## EXERCISE BRIEF
Repeat the lines of the records verbatim, covering the stretch from the line containing "Provide an outline for every instance of the eye." through the line containing "228L159 243L167 245L172".

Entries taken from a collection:
[start]

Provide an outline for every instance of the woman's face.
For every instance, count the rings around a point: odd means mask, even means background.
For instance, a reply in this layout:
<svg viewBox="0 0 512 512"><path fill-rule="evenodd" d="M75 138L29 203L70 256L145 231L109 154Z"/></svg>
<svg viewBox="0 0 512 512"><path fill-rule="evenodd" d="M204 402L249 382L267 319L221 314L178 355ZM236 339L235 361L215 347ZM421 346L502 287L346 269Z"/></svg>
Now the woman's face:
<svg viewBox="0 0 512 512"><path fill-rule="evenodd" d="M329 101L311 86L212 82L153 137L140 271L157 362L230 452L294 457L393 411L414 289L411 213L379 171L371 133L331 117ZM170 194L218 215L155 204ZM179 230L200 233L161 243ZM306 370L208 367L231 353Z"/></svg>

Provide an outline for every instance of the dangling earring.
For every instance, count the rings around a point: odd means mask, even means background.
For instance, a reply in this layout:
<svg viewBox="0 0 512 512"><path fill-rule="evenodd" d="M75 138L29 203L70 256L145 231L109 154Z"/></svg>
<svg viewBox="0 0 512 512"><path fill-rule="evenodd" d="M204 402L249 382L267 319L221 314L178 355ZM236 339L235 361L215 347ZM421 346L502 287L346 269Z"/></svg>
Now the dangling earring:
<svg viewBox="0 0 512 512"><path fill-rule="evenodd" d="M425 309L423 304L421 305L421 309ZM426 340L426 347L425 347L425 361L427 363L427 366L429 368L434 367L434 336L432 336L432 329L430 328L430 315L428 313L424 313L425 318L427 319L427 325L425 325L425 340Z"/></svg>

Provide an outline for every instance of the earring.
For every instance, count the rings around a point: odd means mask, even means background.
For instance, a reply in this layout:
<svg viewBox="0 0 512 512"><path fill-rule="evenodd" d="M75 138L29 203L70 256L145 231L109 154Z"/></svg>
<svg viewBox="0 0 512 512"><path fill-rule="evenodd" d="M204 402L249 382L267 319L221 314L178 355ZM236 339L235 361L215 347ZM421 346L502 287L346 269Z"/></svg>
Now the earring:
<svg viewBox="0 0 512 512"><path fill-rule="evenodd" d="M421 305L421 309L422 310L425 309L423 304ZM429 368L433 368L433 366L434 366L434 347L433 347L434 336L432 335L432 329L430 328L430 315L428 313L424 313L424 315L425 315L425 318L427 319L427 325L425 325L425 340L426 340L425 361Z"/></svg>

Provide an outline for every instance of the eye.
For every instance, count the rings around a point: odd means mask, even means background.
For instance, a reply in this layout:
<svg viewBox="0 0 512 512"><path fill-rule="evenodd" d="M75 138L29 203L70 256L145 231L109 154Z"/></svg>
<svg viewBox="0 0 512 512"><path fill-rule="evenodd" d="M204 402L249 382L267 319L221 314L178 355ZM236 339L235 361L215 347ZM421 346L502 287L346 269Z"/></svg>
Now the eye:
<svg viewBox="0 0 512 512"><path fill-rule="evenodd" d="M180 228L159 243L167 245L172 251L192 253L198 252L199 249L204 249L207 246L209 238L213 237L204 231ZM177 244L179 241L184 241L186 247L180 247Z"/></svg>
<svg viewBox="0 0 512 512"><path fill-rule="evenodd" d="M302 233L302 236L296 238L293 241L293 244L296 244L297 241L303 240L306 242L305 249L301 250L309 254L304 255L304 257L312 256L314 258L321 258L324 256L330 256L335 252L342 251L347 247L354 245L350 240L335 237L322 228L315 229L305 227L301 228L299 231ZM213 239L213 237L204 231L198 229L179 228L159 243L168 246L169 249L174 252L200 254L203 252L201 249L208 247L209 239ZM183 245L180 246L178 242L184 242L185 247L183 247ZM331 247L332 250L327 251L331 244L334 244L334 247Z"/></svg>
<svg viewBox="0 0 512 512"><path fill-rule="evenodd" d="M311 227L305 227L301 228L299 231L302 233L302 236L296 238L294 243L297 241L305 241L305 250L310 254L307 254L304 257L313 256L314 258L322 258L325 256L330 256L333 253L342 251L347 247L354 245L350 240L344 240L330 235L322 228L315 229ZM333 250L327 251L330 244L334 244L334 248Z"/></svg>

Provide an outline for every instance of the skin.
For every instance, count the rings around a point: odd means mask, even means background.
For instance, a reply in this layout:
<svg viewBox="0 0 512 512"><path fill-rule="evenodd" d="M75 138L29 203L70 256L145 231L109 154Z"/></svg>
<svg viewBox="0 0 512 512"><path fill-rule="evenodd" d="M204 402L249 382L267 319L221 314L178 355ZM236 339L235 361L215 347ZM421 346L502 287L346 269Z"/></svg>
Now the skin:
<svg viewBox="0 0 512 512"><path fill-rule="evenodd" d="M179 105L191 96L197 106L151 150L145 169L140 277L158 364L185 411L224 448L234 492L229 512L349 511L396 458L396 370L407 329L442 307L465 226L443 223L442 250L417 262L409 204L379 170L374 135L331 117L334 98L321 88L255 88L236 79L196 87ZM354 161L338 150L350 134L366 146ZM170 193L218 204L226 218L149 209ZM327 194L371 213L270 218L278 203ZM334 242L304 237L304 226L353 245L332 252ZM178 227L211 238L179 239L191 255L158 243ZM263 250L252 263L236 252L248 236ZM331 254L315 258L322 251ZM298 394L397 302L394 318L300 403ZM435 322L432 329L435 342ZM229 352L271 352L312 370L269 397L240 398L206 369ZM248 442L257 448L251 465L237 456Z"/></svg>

[end]

## ANSWER IN FULL
Provide an outline for every instance of the eye.
For every instance, count the rings around a point: odd means mask, even means background.
For instance, a reply in this layout:
<svg viewBox="0 0 512 512"><path fill-rule="evenodd" d="M75 138L29 203L70 256L145 231L109 154Z"/></svg>
<svg viewBox="0 0 512 512"><path fill-rule="evenodd" d="M204 402L249 382L267 319L221 314L178 355ZM236 339L235 361L215 347ZM421 346L502 287L346 269Z"/></svg>
Now the eye:
<svg viewBox="0 0 512 512"><path fill-rule="evenodd" d="M180 228L159 243L167 245L172 251L192 253L198 252L199 249L204 249L207 246L209 238L213 237L204 231ZM177 244L179 241L184 241L186 247L180 247Z"/></svg>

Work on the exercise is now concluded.